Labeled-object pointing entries
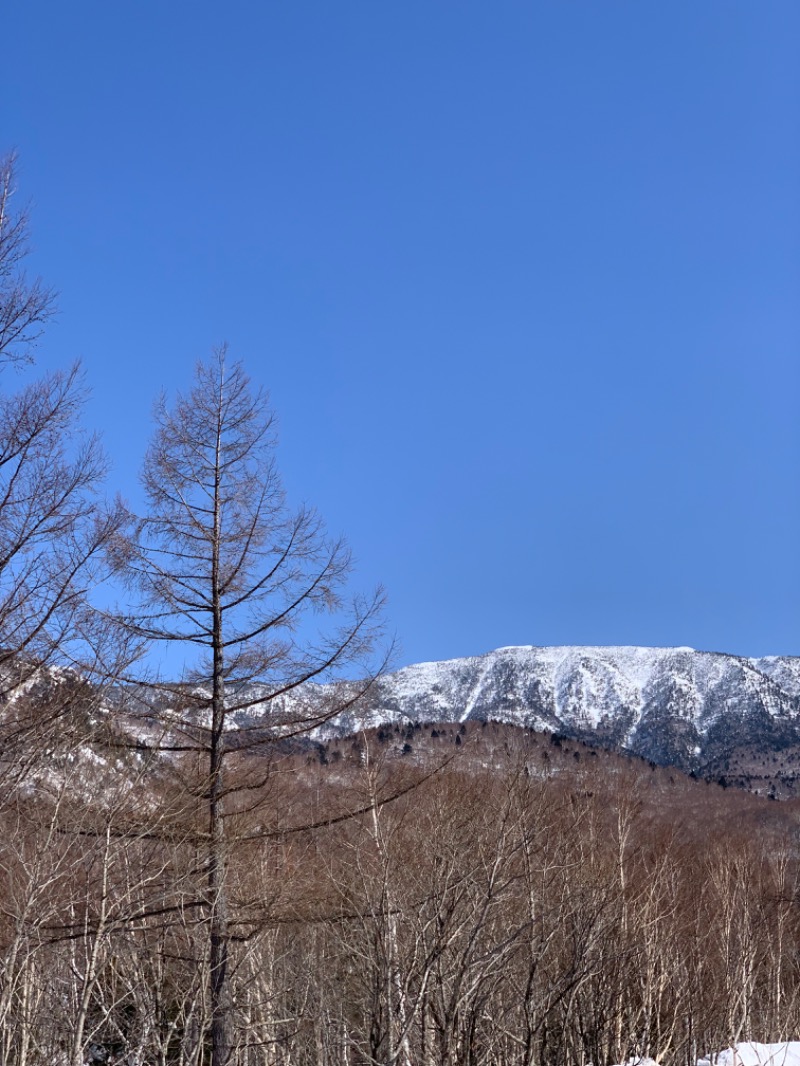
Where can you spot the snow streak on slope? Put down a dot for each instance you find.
(666, 704)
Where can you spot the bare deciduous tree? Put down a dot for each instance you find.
(229, 575)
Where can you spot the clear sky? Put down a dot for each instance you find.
(523, 279)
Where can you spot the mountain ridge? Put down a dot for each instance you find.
(674, 706)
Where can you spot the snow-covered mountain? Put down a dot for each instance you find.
(674, 706)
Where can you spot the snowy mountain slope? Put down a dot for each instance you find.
(671, 705)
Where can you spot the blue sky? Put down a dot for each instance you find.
(523, 280)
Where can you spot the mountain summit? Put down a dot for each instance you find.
(673, 706)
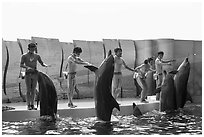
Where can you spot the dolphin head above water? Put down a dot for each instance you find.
(104, 101)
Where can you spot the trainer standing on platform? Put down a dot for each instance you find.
(29, 62)
(72, 62)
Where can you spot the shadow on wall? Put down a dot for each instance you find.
(134, 53)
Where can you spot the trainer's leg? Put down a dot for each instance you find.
(159, 82)
(70, 85)
(119, 86)
(28, 88)
(143, 85)
(114, 86)
(33, 88)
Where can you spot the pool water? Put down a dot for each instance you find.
(187, 121)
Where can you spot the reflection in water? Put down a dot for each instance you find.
(185, 121)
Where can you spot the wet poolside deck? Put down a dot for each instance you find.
(85, 108)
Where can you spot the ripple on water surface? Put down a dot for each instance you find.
(185, 121)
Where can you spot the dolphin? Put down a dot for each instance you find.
(168, 93)
(48, 96)
(104, 101)
(136, 110)
(181, 81)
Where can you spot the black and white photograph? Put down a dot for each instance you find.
(101, 67)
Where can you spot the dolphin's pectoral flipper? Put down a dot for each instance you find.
(115, 104)
(91, 68)
(173, 72)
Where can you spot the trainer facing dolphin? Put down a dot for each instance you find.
(104, 101)
(181, 81)
(48, 96)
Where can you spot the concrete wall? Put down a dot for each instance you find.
(134, 53)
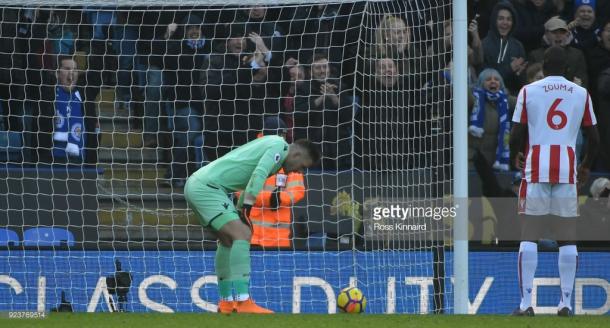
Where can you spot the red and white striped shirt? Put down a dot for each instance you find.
(554, 110)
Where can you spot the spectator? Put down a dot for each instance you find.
(599, 58)
(233, 116)
(583, 27)
(501, 50)
(62, 31)
(382, 118)
(61, 122)
(323, 110)
(489, 125)
(532, 14)
(534, 72)
(393, 40)
(294, 74)
(558, 34)
(259, 20)
(323, 28)
(187, 57)
(596, 210)
(152, 47)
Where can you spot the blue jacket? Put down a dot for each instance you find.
(69, 124)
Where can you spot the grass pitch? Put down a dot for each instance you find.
(191, 320)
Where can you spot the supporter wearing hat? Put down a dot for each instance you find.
(584, 29)
(557, 33)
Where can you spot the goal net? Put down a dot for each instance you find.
(107, 109)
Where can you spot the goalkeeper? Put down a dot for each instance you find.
(206, 191)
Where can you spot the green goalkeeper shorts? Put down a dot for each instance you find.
(211, 204)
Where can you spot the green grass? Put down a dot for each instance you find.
(192, 320)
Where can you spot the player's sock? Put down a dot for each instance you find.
(568, 260)
(223, 272)
(240, 269)
(528, 260)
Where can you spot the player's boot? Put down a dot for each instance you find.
(248, 306)
(226, 307)
(529, 312)
(564, 312)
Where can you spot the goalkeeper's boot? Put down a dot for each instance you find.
(226, 307)
(529, 312)
(248, 306)
(565, 312)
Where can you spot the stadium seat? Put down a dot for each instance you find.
(11, 146)
(47, 236)
(8, 237)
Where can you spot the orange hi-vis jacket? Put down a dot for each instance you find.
(272, 228)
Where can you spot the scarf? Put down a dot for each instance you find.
(477, 119)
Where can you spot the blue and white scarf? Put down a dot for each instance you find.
(477, 119)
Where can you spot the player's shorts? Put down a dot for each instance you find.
(544, 198)
(210, 203)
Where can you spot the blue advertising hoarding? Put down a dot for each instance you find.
(297, 282)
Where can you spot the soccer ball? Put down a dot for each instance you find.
(351, 300)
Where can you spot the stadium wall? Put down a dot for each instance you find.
(297, 282)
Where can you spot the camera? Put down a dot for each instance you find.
(119, 284)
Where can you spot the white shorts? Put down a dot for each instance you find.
(544, 198)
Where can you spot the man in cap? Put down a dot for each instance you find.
(557, 34)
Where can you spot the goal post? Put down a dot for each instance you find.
(365, 80)
(460, 151)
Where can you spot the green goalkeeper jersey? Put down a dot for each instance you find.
(246, 167)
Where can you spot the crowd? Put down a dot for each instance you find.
(373, 90)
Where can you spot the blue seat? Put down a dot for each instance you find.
(47, 236)
(7, 237)
(11, 146)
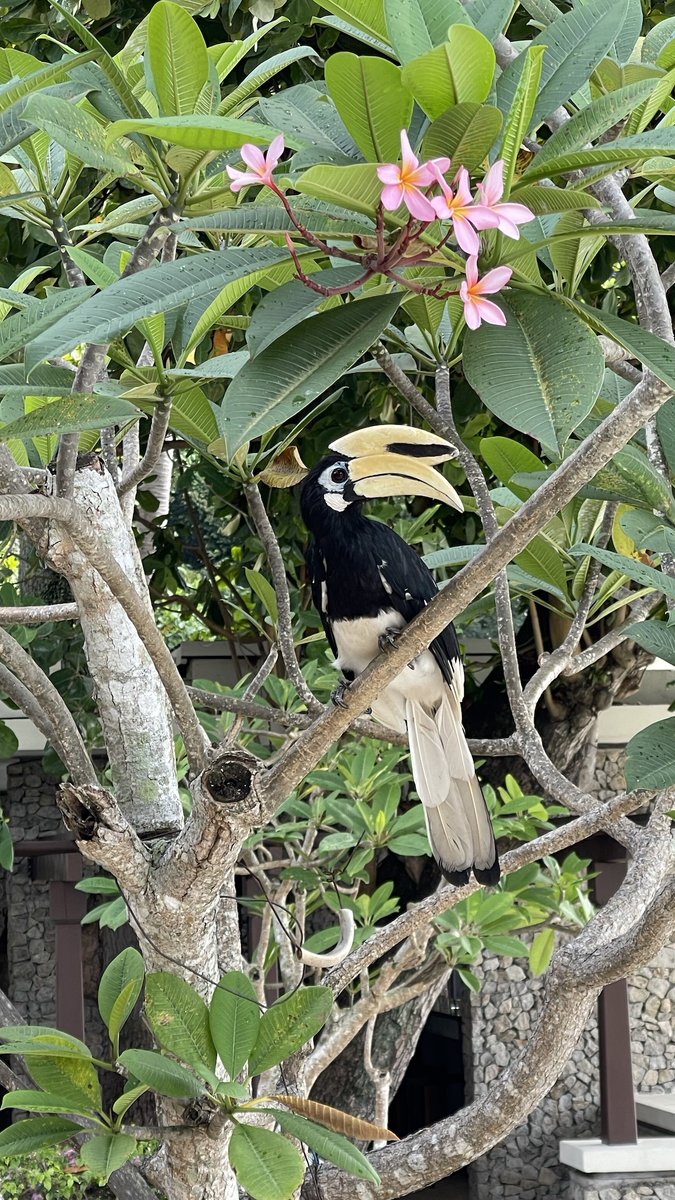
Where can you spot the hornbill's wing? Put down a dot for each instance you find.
(316, 568)
(412, 587)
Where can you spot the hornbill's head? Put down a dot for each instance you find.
(381, 461)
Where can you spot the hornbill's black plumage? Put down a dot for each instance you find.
(366, 585)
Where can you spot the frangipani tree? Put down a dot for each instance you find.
(536, 156)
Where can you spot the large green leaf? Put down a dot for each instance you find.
(107, 1152)
(67, 1077)
(328, 1145)
(177, 58)
(267, 1165)
(539, 375)
(575, 42)
(353, 187)
(67, 415)
(372, 101)
(286, 306)
(201, 133)
(34, 1133)
(300, 365)
(646, 576)
(656, 637)
(288, 1025)
(622, 153)
(460, 70)
(595, 119)
(126, 967)
(23, 327)
(416, 27)
(157, 289)
(79, 133)
(234, 1018)
(179, 1019)
(365, 15)
(647, 348)
(163, 1075)
(466, 133)
(520, 113)
(650, 756)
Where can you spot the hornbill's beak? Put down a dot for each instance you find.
(398, 460)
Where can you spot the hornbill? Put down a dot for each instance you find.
(368, 583)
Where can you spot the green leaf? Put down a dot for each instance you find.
(157, 289)
(288, 1025)
(353, 187)
(107, 1152)
(574, 45)
(43, 1102)
(9, 739)
(264, 592)
(161, 1074)
(125, 969)
(621, 153)
(23, 327)
(542, 561)
(78, 132)
(416, 27)
(299, 366)
(539, 375)
(179, 1019)
(647, 576)
(34, 1133)
(650, 756)
(651, 351)
(286, 306)
(460, 70)
(203, 133)
(67, 1077)
(267, 1165)
(506, 457)
(328, 1145)
(656, 637)
(177, 58)
(365, 15)
(234, 1018)
(466, 133)
(596, 119)
(372, 101)
(520, 112)
(541, 952)
(67, 415)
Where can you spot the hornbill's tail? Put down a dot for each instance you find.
(457, 816)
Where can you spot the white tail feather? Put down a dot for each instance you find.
(457, 816)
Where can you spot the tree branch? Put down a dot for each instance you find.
(57, 723)
(66, 514)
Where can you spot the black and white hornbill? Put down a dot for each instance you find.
(366, 585)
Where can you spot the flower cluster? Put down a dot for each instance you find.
(423, 190)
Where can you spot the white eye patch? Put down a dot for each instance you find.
(336, 502)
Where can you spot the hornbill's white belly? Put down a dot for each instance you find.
(358, 645)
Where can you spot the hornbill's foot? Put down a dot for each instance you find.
(388, 639)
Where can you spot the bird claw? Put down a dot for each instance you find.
(388, 639)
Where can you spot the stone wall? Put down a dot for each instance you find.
(497, 1023)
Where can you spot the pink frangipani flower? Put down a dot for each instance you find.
(402, 184)
(460, 208)
(473, 291)
(261, 165)
(508, 214)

> **Short problem**
Give back the lines of the listing from the one with "Where can you spot the black and white hornbill?" through the end, both included, exactly as written and with nothing added.

> **The output**
Where can you spot the black and white hornbill? Put down a dot for each instance you find.
(366, 585)
Where can you spot the flower cluster? Put down a dot for each instance you find.
(423, 190)
Where can you spot the white eye patch? Put down a dot for each instance you find.
(336, 502)
Where can you spot the hornbill's white belly? Put down a dot for each instance you find.
(358, 645)
Where can you spot the hornbill's foot? Put down a dot for each instance you find.
(388, 639)
Where can you spot the bird claw? Put down a dot for each instance you find.
(388, 639)
Where can you spot the stone wall? Put down a dot for each instance you find.
(497, 1023)
Where can you spot the pink frangipani flower? Put down a dot for each instance you find.
(402, 184)
(460, 208)
(473, 291)
(261, 165)
(508, 214)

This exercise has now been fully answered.